> The records:
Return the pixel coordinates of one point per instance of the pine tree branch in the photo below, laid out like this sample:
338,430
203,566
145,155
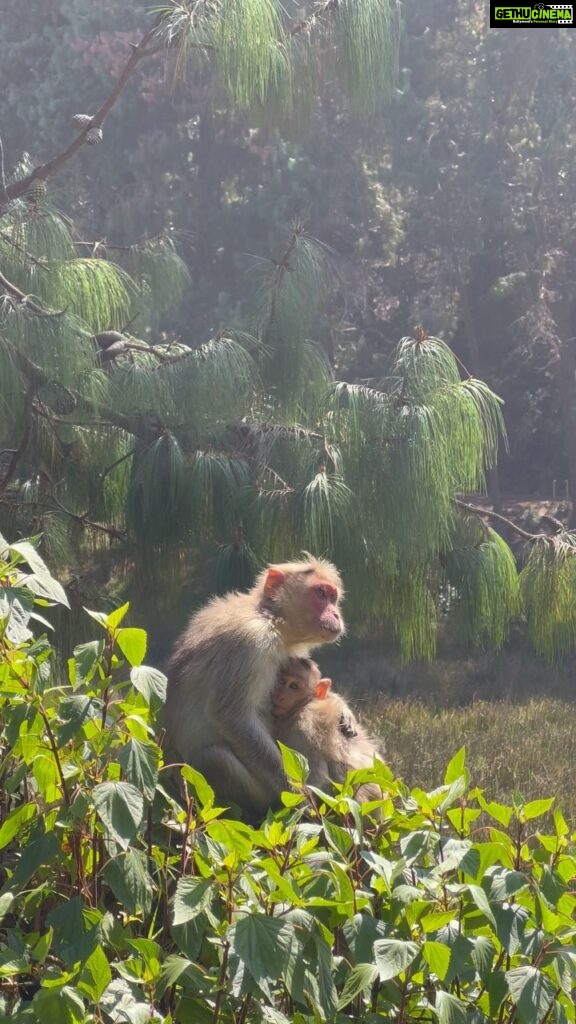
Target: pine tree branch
26,300
25,440
49,169
488,513
306,24
37,376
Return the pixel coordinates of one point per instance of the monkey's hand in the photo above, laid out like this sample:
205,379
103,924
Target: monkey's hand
346,725
254,748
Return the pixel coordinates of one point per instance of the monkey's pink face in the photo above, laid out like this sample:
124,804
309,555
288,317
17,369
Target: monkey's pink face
323,602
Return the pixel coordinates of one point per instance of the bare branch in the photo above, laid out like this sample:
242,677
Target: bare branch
48,170
489,514
26,300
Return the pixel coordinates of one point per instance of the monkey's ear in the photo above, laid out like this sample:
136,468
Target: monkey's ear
322,688
274,580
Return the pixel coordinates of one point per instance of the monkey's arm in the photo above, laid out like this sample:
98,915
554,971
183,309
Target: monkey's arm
249,739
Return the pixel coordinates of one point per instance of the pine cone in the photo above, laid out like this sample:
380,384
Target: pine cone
93,135
82,120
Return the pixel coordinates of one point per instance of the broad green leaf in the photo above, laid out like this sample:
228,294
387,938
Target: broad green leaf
139,762
532,992
263,944
483,903
536,808
129,880
75,933
11,964
115,617
59,1006
393,956
132,643
483,954
450,1010
233,835
48,589
82,667
504,882
35,854
193,897
6,900
437,956
16,619
361,932
125,1004
177,968
95,975
120,807
150,682
360,978
14,822
499,812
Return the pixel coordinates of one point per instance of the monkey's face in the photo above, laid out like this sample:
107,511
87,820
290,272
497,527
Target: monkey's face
305,601
323,600
295,687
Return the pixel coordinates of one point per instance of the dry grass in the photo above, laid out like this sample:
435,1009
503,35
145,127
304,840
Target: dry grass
530,747
516,716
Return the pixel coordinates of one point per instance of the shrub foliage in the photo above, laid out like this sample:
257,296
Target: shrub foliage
120,903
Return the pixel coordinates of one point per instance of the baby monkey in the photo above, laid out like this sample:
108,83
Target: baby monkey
320,725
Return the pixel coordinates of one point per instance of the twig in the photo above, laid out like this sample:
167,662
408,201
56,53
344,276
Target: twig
26,300
25,440
478,510
49,169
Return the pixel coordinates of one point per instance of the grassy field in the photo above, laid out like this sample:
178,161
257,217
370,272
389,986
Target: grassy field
516,716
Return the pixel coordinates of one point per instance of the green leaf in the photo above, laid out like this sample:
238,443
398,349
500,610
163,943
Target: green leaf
115,617
124,1003
139,763
150,682
450,1010
132,643
483,955
95,975
42,579
532,992
264,945
499,812
482,901
393,956
58,1006
437,955
82,667
505,883
16,619
535,808
14,821
193,897
360,978
129,880
120,808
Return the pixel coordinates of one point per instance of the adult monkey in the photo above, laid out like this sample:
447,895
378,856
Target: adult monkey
224,668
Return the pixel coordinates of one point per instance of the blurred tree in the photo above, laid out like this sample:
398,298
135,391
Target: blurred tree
239,444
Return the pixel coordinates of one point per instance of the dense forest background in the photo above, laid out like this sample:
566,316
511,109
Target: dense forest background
448,204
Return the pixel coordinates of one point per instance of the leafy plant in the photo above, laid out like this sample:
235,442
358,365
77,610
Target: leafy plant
119,903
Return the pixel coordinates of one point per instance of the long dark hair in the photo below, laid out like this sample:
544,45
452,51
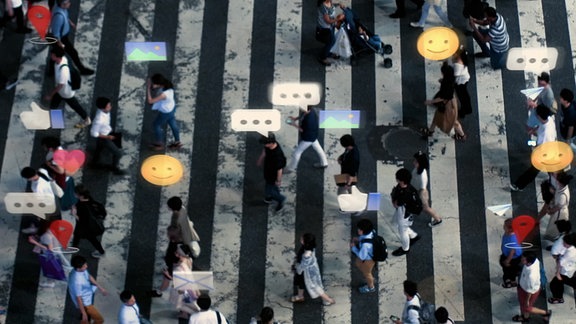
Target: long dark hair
159,79
309,244
422,160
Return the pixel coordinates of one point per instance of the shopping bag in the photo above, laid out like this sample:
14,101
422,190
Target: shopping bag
51,266
342,45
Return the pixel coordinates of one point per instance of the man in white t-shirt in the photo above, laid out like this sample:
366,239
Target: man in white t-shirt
63,89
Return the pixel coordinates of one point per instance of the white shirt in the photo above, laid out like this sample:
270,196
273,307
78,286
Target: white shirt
530,277
101,124
167,104
207,317
129,314
62,76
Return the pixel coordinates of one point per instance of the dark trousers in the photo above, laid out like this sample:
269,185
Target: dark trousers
557,286
101,144
72,102
527,177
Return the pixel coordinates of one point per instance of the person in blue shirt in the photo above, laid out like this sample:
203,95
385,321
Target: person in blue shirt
60,26
364,252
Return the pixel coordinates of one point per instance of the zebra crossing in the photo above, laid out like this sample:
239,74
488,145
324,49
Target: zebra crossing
223,56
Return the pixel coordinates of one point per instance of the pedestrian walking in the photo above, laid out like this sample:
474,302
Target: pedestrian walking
436,4
307,272
529,289
82,287
510,257
63,89
60,27
106,138
160,94
363,249
308,126
272,160
402,196
420,182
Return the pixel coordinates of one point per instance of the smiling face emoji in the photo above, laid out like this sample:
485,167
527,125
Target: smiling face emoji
162,170
552,156
437,43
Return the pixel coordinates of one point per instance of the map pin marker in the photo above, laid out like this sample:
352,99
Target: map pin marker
522,226
39,16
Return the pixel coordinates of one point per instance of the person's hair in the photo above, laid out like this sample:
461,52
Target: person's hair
102,102
28,172
51,142
567,95
441,315
347,140
403,175
530,256
410,288
365,225
564,178
81,190
490,12
126,295
77,261
159,79
58,51
266,314
204,302
422,160
563,226
174,203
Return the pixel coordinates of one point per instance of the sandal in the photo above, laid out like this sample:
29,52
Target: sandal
520,319
297,299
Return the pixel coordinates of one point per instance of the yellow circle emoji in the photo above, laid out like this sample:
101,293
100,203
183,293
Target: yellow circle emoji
162,170
438,43
552,156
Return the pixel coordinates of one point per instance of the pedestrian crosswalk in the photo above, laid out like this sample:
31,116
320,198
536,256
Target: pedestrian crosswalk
224,55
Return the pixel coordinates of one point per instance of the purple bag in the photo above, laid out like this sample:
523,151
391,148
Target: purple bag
51,266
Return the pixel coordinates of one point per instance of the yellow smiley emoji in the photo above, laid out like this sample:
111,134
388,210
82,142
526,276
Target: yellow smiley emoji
438,43
162,170
552,156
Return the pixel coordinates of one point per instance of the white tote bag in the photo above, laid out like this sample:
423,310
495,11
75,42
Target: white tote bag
342,45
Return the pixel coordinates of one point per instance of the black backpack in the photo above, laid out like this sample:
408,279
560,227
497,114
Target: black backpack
379,247
75,77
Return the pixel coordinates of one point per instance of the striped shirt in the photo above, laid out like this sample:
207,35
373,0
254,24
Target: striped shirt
499,40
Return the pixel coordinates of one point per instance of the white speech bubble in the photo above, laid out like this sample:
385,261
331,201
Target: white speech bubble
537,59
295,94
30,203
256,120
38,118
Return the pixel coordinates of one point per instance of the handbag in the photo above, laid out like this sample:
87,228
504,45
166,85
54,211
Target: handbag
51,266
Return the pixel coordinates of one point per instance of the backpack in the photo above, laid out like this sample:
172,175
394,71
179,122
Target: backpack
379,248
425,311
75,78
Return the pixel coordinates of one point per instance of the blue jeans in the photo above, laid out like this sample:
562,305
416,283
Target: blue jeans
273,192
160,122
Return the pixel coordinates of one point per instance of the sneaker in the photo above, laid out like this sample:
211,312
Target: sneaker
30,230
47,284
96,254
365,289
434,223
399,252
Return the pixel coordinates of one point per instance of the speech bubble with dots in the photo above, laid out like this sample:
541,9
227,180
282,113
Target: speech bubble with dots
536,59
30,203
295,94
256,120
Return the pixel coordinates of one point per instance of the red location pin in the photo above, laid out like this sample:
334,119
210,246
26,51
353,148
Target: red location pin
62,230
522,226
39,16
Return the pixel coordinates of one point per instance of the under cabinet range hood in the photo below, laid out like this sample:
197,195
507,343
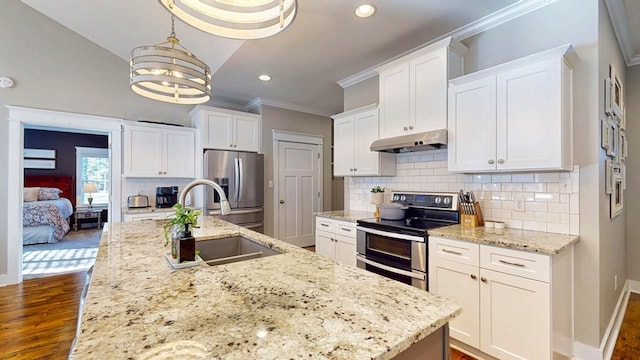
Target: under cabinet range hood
429,140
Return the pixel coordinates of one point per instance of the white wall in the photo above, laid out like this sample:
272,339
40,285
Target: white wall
612,231
56,69
632,195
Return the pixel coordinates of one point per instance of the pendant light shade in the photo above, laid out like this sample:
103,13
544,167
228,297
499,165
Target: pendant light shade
168,72
236,19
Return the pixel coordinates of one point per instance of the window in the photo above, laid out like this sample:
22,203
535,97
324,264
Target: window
92,165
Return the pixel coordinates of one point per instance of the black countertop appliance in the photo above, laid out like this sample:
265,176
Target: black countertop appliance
166,196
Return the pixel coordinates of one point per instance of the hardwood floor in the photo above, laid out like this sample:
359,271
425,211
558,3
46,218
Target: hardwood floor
38,317
628,343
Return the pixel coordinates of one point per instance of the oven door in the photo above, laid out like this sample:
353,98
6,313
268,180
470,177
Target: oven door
401,257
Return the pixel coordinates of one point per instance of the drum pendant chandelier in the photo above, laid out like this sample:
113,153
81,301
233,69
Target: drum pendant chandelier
169,72
235,19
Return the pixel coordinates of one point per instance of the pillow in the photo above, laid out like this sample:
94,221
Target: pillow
30,194
49,194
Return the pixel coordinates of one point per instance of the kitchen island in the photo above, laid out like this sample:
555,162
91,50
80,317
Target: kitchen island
293,305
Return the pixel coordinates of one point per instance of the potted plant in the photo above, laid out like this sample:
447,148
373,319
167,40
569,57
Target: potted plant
377,195
182,243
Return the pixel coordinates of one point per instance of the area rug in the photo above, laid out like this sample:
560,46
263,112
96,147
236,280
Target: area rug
75,252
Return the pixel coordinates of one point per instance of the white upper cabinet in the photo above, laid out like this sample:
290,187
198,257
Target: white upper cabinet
413,89
513,117
227,129
158,151
353,133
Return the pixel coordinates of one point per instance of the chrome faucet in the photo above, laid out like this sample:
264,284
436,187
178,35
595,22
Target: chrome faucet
225,207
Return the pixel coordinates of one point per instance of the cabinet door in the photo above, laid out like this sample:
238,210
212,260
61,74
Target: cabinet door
366,131
180,154
345,249
142,151
459,283
219,131
529,119
472,126
247,133
343,146
514,316
394,101
428,92
325,245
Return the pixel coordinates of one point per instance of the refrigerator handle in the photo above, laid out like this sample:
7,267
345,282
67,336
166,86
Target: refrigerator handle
241,181
237,180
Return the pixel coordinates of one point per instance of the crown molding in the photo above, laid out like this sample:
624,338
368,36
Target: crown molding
257,102
620,21
499,17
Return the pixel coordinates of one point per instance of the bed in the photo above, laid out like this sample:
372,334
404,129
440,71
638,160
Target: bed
48,206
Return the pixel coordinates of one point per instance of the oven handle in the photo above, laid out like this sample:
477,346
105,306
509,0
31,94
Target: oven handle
390,234
389,268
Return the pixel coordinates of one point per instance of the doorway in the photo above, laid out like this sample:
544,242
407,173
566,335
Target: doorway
298,188
19,118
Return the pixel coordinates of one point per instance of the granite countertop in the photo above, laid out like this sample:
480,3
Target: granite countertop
534,241
294,305
345,215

> Task requirements: Make an exact copy of every line from the one with "of the chrome" to the end of the data, with the first and last of those lines included.

> Written solution:
Return the pixel coordinates of one point per instance of the chrome faucet in the photo above, laid out like this sample:
264,284
436,187
178,35
595,22
Target: chrome faucet
225,207
Return the pixel coordinates of one point per instance of the cabinet door in the photo above, laid out like this sample:
238,210
212,260
61,74
Target: cabinet door
366,131
180,154
345,249
142,151
459,283
219,131
529,119
472,126
247,133
343,146
514,316
394,101
428,92
325,245
Return the pixel coordinates of one point per instance of the refrigerator handle in the photo above, laid out like this sample:
7,267
345,282
67,336
166,86
Target: refrigerator handle
241,181
237,180
Return the pixel coordinates of one point per instance of the crown molding in the photo above, laid out like this sample:
624,338
368,36
Target: crown molding
257,102
620,21
499,17
Return the pixel coordinates of one point per instance of the bed in the photo above, laid out like this sample:
372,334
404,129
440,71
638,160
Target: bed
48,206
Return the pixel coordinates of one point per instance of the oven handle in the photo above, laid out like this sample:
477,346
105,306
509,0
31,94
Target: oven handle
390,234
389,268
Return the pixel coordinates of one point per instance of the doorway in the photo above, laid out like this sample:
544,242
407,173
566,335
Target: doorway
298,188
19,118
Return the pixel coordinates of one point per instance of the granite countertop in the photo above, laid out like this sample:
480,3
Target: granite countertop
534,241
294,305
345,215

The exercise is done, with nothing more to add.